## Lesetext
|---|

Die Einstufung einer Organisation als Prüffall ist gesetzlich nicht geregelt (außer in Niedersachsen). Es handelt sich um eine interne Entscheidung der Verfassungsschutzbehörden, die – bevor sie eine Organisation beobachten – natürlich zunächst prüfen müssen, ob die Voraussetzungen für die Beobachtung gegeben sind. Die Schwelle der Voraussetzungen hierfür liegt niedrig. Geprüft wird aufgrund vorhandener Verdachtsmomente, also aufgrund tatsächlicher Anhaltspunkte, die auf verfassungsfeindliche Bestrebungen innerhalb der betreffenden Organisation hindeuten. Solche Anhaltspunkte können sich bei politischen Parteien vor allem aus Äußerungen von Politikern ergeben. In diesem Sinne verfassungsschutzrechtlich relevante Äußerungen und Verhaltensweisen lassen sich bei Politikern aller Parteien finden. Sie führen nicht zur Beobachtung und auch nicht zum „Prüffall“, solange sie vereinzelt bleiben. Wenn sie sich häufen oder wenn sie sehr schwerwiegend sind, kann eine systematische Vorprüfung geboten sein – dann erfolgt die Einstufung als Prüffall. Im Falle der AfD spricht das Bundesamt für Verfassungsschutz von „Verdachtssplittern“, die „nicht hinreichend verdichtet“ seien, um eine Beobachtung einzuleiten, aber die zur Bearbeitung als Prüffall geführt hätten. Gerade weil die Verfassungsschutzbehörden einen erheblichen Einschätzungsspielraum hinsichtlich der Entscheidung haben, ab wann sie eine systematische Vorprüfung vornehmen, muss die Entscheidung über die Einstufung als Prüffall eine behördeninterne, nicht der Öffentlichkeit mitgeteilte Entscheidung bleiben.

|---|

## Arbeitsauftrag 1
Wie bezeichnet das Bundesamt für Verfassungsschutz laut Lesetext die Anhaltspunkte im Fall der AfD?
## Arbeitsauftrag 2
Fasse den Absatz des Lesetexts, der mit „Die Einstufung einer Organisation als Prüffall“ beginnt, als Stichpunktliste zusammen und behalte dabei die wesentlichen Fakten bei.

|---|

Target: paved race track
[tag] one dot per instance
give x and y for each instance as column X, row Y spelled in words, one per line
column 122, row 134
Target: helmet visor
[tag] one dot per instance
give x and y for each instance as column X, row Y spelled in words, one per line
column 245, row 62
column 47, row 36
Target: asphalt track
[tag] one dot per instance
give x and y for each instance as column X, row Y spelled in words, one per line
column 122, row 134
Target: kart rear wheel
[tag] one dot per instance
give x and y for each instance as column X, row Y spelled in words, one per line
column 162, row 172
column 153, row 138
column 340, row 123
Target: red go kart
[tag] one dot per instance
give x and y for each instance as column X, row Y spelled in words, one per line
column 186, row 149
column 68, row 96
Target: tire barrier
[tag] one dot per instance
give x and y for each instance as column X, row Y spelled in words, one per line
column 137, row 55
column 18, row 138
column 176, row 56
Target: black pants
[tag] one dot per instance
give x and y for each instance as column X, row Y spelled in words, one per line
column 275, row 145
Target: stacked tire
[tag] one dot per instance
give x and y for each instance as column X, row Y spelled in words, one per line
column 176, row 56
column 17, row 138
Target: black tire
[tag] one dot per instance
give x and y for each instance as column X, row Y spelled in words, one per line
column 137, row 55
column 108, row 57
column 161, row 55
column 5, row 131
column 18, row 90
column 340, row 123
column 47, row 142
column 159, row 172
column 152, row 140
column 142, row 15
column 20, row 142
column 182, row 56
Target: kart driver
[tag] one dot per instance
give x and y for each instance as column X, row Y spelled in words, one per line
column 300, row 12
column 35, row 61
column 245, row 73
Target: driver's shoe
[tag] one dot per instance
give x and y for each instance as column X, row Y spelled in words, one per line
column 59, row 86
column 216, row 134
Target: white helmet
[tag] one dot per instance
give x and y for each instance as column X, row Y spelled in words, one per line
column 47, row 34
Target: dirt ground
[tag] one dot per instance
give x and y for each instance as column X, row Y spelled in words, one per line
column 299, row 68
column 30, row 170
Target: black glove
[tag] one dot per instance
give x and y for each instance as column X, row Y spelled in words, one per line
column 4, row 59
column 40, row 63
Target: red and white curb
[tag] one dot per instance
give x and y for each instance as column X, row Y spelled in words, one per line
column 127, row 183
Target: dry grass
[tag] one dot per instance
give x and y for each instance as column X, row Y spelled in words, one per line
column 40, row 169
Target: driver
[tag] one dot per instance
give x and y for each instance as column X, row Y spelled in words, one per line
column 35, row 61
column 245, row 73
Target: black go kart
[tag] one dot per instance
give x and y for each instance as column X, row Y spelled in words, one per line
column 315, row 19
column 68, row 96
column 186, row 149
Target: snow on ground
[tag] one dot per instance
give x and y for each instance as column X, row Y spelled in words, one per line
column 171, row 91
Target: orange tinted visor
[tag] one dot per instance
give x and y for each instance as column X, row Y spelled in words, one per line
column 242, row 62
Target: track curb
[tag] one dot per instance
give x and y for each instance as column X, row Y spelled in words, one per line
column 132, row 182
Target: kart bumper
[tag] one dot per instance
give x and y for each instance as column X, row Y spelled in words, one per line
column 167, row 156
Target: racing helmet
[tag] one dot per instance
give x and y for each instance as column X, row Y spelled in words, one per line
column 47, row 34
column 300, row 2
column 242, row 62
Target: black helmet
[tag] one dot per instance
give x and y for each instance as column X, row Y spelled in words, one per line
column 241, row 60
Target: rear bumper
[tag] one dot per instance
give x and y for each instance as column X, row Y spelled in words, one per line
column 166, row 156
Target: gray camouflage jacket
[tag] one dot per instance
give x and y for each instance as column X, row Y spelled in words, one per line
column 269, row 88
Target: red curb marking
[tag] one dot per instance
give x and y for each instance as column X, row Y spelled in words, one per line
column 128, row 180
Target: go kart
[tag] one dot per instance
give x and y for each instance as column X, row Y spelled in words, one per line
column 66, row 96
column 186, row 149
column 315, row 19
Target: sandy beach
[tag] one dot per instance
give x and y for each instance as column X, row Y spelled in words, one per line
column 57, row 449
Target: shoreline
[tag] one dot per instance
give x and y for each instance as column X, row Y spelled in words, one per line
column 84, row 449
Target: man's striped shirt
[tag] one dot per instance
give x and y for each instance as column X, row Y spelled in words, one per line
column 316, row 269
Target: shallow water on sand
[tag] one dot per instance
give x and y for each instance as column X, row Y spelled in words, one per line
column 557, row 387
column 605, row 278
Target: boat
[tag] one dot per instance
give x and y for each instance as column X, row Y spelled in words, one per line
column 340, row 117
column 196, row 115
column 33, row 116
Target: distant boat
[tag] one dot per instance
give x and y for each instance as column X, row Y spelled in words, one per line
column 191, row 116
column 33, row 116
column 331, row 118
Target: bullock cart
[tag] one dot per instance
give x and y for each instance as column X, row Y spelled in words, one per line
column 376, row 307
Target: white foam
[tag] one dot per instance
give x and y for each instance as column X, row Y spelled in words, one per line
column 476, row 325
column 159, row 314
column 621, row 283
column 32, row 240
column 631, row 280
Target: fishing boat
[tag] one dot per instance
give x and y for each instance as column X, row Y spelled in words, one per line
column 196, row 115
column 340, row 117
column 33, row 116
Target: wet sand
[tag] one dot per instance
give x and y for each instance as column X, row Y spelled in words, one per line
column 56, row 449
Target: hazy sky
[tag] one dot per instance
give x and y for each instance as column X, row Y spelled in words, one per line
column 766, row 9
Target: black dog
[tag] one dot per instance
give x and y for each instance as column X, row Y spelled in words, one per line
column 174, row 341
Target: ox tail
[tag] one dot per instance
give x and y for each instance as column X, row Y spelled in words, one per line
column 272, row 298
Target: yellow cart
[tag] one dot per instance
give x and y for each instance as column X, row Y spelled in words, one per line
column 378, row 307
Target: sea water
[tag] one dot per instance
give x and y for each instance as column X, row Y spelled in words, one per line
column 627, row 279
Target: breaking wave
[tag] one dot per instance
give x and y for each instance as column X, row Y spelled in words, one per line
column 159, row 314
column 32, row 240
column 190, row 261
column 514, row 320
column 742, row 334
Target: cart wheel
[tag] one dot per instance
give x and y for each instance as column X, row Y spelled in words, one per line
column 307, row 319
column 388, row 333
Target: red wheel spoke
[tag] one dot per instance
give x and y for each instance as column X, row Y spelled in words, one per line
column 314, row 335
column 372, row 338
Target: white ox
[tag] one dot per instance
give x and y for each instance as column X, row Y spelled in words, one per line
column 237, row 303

|---|

## Ergebnis 1
Als „Verdachtssplitter“, die „nicht hinreichend verdichtet“ seien, um eine Beobachtung einzuleiten, aber zur Bearbeitung als Prüffall geführt hätten.

## Ergebnis 2
- Die Einstufung als Prüffall ist gesetzlich nicht geregelt, außer in Niedersachsen.
- Sie ist eine interne Entscheidung der Verfassungsschutzbehörden, die vor einer Beobachtung deren Voraussetzungen prüfen müssen.
- Die Schwelle dafür liegt niedrig: Geprüft wird bei tatsächlichen Anhaltspunkten für verfassungsfeindliche Bestrebungen.
- Bei Parteien ergeben sich solche Anhaltspunkte vor allem aus Äußerungen von Politikern, die sich bei allen Parteien finden lassen.
- Vereinzelte Äußerungen führen weder zur Beobachtung noch zum Prüffall. Häufen sie sich oder sind sie sehr schwerwiegend, kann eine systematische Vorprüfung als Prüffall geboten sein.
- Bei der AfD spricht das Bundesamt für Verfassungsschutz von „Verdachtssplittern“, die für eine Beobachtung nicht hinreichend verdichtet seien, aber zum Prüffall geführt hätten.
- Wegen des erheblichen Einschätzungsspielraums der Behörden muss die Einstufung als Prüffall behördenintern bleiben und darf nicht öffentlich mitgeteilt werden.